Set down the lines below word for word, leaving the pictures out of your copy.
[START Records provided]
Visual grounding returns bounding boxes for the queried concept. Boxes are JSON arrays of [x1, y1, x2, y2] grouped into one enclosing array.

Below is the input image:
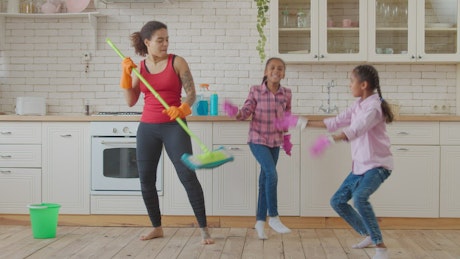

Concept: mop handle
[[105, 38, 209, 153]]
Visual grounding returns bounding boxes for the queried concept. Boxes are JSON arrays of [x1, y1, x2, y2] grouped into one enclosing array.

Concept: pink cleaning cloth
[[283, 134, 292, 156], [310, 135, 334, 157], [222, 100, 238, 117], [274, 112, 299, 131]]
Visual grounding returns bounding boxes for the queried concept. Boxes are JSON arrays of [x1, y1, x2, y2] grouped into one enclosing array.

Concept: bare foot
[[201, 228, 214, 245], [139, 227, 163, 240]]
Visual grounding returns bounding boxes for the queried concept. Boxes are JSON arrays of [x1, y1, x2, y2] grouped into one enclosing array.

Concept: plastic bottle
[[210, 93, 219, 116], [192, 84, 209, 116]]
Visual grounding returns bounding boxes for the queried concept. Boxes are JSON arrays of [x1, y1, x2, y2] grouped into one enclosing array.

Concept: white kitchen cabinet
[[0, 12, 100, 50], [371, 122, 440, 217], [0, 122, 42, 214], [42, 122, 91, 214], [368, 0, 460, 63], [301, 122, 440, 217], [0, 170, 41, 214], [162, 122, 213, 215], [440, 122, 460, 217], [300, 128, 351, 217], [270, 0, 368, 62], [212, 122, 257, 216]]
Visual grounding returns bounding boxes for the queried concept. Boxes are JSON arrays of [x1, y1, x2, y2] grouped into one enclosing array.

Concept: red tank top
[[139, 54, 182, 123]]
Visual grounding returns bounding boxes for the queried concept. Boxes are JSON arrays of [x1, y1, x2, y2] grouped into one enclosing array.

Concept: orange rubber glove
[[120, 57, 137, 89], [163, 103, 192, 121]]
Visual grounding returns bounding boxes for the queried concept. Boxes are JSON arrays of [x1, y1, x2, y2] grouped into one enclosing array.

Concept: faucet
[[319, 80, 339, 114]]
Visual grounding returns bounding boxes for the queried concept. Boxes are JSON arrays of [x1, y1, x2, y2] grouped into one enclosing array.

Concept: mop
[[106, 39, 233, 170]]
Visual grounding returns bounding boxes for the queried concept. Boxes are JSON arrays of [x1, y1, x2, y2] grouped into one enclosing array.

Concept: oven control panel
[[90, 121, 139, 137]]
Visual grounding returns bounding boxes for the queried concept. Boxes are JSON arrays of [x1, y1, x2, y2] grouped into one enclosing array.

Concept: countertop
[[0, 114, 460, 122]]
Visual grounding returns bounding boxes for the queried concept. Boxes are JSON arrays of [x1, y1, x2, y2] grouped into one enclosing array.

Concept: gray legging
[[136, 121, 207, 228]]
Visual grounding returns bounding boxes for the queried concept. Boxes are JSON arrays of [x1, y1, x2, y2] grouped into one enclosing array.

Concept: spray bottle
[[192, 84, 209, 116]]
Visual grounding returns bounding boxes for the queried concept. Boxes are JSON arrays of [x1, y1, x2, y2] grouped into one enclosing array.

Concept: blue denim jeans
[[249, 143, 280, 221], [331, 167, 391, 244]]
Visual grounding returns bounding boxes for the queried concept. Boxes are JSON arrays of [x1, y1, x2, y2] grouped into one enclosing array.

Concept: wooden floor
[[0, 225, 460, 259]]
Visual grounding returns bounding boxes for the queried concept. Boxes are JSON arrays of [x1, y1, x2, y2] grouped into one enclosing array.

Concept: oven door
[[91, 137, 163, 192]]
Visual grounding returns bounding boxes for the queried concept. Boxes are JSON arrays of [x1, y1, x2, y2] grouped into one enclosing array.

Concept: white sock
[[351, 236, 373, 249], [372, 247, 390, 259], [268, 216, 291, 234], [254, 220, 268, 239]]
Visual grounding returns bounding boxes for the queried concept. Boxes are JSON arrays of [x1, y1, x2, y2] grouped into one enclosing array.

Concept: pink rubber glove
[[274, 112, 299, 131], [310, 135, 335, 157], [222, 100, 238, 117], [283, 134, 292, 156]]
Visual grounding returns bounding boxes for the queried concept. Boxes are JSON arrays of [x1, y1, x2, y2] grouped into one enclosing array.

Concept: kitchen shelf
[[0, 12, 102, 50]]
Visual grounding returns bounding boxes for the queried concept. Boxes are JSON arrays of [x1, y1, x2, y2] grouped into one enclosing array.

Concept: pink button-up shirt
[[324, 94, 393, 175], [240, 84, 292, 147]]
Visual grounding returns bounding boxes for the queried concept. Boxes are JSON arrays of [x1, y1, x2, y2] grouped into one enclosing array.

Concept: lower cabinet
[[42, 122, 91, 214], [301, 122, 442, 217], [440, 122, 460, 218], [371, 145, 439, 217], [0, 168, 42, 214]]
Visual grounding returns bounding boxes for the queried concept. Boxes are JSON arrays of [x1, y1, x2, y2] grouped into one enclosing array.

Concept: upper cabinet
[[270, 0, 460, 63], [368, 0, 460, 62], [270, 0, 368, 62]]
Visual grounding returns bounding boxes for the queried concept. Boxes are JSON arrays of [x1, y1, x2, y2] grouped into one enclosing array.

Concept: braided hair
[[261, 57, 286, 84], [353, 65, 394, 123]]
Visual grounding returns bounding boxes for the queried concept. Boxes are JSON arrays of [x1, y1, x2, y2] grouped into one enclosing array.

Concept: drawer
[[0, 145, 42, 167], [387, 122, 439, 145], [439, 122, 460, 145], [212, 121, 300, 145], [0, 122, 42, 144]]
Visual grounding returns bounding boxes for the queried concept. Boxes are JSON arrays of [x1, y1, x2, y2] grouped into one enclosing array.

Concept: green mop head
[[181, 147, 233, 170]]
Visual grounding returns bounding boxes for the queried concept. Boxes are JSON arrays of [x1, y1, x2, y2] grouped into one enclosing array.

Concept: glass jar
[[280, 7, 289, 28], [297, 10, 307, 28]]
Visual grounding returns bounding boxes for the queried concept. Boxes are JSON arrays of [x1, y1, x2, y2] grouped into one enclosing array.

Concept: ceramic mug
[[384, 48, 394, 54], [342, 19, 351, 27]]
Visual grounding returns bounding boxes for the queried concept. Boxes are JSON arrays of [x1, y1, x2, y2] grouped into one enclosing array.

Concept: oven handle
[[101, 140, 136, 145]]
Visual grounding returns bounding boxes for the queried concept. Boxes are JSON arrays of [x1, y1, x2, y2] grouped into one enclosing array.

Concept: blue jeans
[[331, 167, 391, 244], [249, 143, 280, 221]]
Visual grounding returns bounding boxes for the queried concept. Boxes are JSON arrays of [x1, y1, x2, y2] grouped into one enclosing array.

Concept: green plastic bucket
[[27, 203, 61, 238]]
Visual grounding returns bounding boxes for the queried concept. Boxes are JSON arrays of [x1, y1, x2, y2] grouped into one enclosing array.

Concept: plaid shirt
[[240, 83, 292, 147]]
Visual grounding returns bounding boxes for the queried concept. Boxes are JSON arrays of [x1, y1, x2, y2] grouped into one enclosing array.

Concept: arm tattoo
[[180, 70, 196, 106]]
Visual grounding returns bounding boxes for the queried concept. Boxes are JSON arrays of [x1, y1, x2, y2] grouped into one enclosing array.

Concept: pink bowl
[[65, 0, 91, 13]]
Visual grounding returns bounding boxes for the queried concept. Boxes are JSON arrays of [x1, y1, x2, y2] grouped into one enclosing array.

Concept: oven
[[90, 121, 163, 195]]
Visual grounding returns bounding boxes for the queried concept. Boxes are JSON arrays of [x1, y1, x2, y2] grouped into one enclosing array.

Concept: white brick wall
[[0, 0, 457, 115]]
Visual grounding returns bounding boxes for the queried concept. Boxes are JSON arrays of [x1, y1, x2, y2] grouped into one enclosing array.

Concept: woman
[END Records provided]
**Task solution**.
Visual grounding returns bounding boxes for the queried concept. Boxes are JSON arrays of [x1, y1, x2, y2] grouped into one enclosing array.

Below is the input image:

Concept: mop handle
[[105, 38, 209, 153]]
Visual grounding returns bounding boxes for the queried concept. Boxes are JSON arrays of [x1, y1, x2, y2] grouped into one enclosing array.

Concept: pink cleaning cloth
[[283, 134, 292, 156], [310, 135, 334, 157], [222, 100, 238, 117], [274, 112, 299, 131]]
Visual grounding returns bounding boxes for the queried concept. Boxes are JSON arrays of [x1, y1, x2, y2] grouped into one enclosing array.

Concept: bare foot
[[201, 228, 214, 245], [139, 227, 163, 240]]
Visual grounding returns bounding boxes for the queried concept. Boxes are JSON arrays of [x1, y1, x2, y2] grouped into one enclosing array.

Concept: plastic bottle
[[210, 93, 219, 116], [192, 84, 209, 116]]
Visual grounding returns bounding boxes for the queried concept. Boxes are JSON arrays of [x1, y1, x2, y2] grouped into one enclosing array.

Concept: white kitchen cabinet
[[0, 12, 100, 50], [371, 122, 440, 217], [0, 122, 42, 214], [42, 122, 91, 214], [368, 0, 460, 63], [301, 122, 440, 217], [0, 170, 41, 214], [162, 122, 213, 215], [440, 122, 460, 217], [300, 128, 351, 217], [270, 0, 368, 62], [212, 122, 257, 216]]
Visual grounding returns bounding boxes for the queried concept. Boxes are JSON arrays of [x1, y1, x2, y2] grouped into one enclosing array.

Concept: red tank top
[[139, 54, 182, 123]]
Visual grounding returns bounding boxes for the queried concept. Boxes are JSON arrays of [x1, y1, x2, y2] grouped into one enclosing array.

Concept: orange rubber glove
[[120, 57, 137, 89], [163, 103, 192, 121]]
Visual grounding returns bounding boxes for the queried concept. Boxes are JSON arrays of [x1, y1, x2, y2] grouped into one enclosing array.

Concept: faucet
[[319, 80, 339, 114]]
Visual grounding returns bounding boxes for the queried concept. Boxes are JSON arrays of [x1, y1, x2, y2] grouped into one enclosing array.

Concept: mop
[[106, 39, 233, 170]]
Visual grounding returns bounding boxes for the queried concept. Boxes are JSON arrays of [x1, y1, x2, y2] grouped into one enclosing array.

Concept: oven control panel
[[90, 121, 139, 137]]
Visual grounding returns bounding boxes for the queried concept. Boxes are JSON arrays of [x1, y1, x2, y2] grouped into one enclosing array.

Concept: countertop
[[0, 114, 460, 122]]
Visual grounding returns bounding boxes for the queried concept. Boxes are JSON arrays of [x1, y1, x2, y2] grouped into one enclosing array.

Concept: gray legging
[[136, 121, 207, 228]]
Visual grounding returns bounding boxes for the queried concept. Boxes are JSON arrays of [x1, y1, x2, y2] grouped into one enclosing array.

Concept: spray bottle
[[192, 84, 209, 116]]
Visual grounding returns bounding boxes for the queried concept. Boxes are JSON arrays of [x1, y1, x2, y2] grouped into one enclosing array.

Concept: blue denim jeans
[[249, 143, 280, 221], [331, 167, 391, 244]]
Visual grounding returns bounding boxes for the queried concept. Boxes are JSON arrays of [x1, y1, x2, y2] grouped into one enclosing array.

Concept: wooden floor
[[0, 225, 460, 259]]
Visual grounding returns bounding boxes for the queried concept. Boxes are JSON arrays of [x1, y1, x2, y2] grouped into one enclosing array.

Concept: oven door
[[91, 137, 163, 192]]
Visual grounding returns bounding boxes for the queried concept. Boxes are JSON arrays of [x1, y1, x2, y2] grouped into one enclosing array.

Concept: white sock
[[351, 236, 373, 249], [372, 247, 390, 259], [268, 216, 291, 234], [254, 220, 268, 239]]
Visual grounding returns bounding boxes for the queried concept. Boxes are JSON arrays of [x1, y1, x2, y2] grouped into one enclosing array.

Concept: pink rubber glove
[[274, 112, 299, 131], [310, 135, 335, 157], [222, 100, 238, 117], [283, 134, 292, 156]]
Visual grounding returns bounding boxes for the queried concept. Boxes are JSON arrays of [x1, y1, x2, y2] grouped into one enclosing array.

Concept: kitchen shelf
[[0, 12, 102, 50]]
Visual grounding returns bounding boxes for the queried concept. Boxes are JSON arrays of [x1, y1, x2, y2] grouped into one enclosing array.

Concept: pink button-up shirt
[[324, 94, 393, 175], [240, 84, 292, 147]]
Visual grounding returns bounding boxes for the queried concept. Boxes are JSON arrays of [x1, y1, x2, y2] grouped into one enclosing array.

Concept: lower cabinet
[[42, 122, 91, 214], [301, 122, 442, 217], [440, 122, 460, 218], [371, 145, 439, 217], [0, 168, 42, 214]]
Visual grounding returns bounding boxes for the queried concept. Boxes are JSON arrays of [x1, y1, x2, y2] grouped into one enclosing array.

Concept: upper cabinet
[[270, 0, 460, 63], [368, 0, 460, 62], [270, 0, 368, 62]]
Visual grounding returns bounding boxes for the queried concept. Boxes are JSON arrays of [x1, y1, x2, y2] grouped into one enclosing array.

Concept: braided hair
[[261, 57, 286, 84], [353, 65, 394, 123]]
Visual grounding returns bounding boxes for the queried concept. Boxes are JSON arrays of [x1, y1, x2, y2] grouped into one enclosing array.

Concept: drawer
[[0, 145, 42, 167], [387, 122, 439, 145], [439, 122, 460, 145], [212, 121, 300, 145], [0, 122, 42, 144]]
Visual grounding returns bounding boxes for the queried concept. Boxes are JSON arrays of [x1, y1, x2, y2] grouped into one enclosing array.

Concept: green mop head
[[181, 147, 233, 170]]
Visual grounding returns bounding boxes for the queried concept. Boxes are JSON arrays of [x1, y1, x2, y2] grouped into one enclosing array.

Concept: glass jar
[[280, 7, 289, 28], [297, 10, 307, 28]]
Visual grounding returns bounding boxes for the queried concept. Boxes are JSON arrays of [x1, y1, x2, y2] grouped into one enclosing array.

Concept: ceramic mug
[[384, 48, 394, 54], [342, 19, 351, 27]]
Visual grounding returns bounding boxes for the queried concept. Boxes are JSON arrays of [x1, y1, x2, y2] grouped into one enclosing array.

Concept: oven handle
[[101, 140, 136, 145]]
Visual grounding returns bounding boxes for the queried concept. Boxes are JSON arrays of [x1, y1, x2, y2] grouped into one enclosing array.

Concept: blue jeans
[[331, 167, 391, 244], [249, 143, 280, 221]]
Visual grounding returns bounding boxes for the queried concept. Boxes are JSON arrays of [x1, y1, x2, y2] grouped into one enclosing array.

Concept: green plastic bucket
[[27, 203, 61, 238]]
Visual grounding returns bounding boxes for the queried concept. Boxes are JSON arrays of [x1, y1, x2, y2] grouped into one enclosing array.

Concept: plaid shirt
[[240, 83, 292, 147]]
Visual grounding returns bounding boxes for the queried concept. Boxes are JSON arrays of [x1, y1, x2, y2] grouped into one enclosing array.

Concept: arm tattoo
[[180, 70, 196, 106]]
Visual grounding returns bounding boxes for the queried concept. Boxes are JSON arrays of [x1, y1, x2, y2] grouped into one enclosing array.

Concept: pink bowl
[[65, 0, 91, 13]]
Visual grounding returns bounding boxes for the queried concept. Boxes are JSON arrays of [x1, y1, x2, y2] grouped into one enclosing array.

Concept: oven
[[90, 121, 163, 195]]
Visual grounding returns bounding boxes for the queried concept. Boxes are JSON arrays of [x1, y1, x2, y2] grouped into one enclosing array.

Concept: white brick wall
[[0, 0, 457, 115]]
Visual grounding returns bounding boxes for the queried concept. Boxes are JSON arrays of [x1, y1, x2, y2] grouped into one enclosing array.

Concept: woman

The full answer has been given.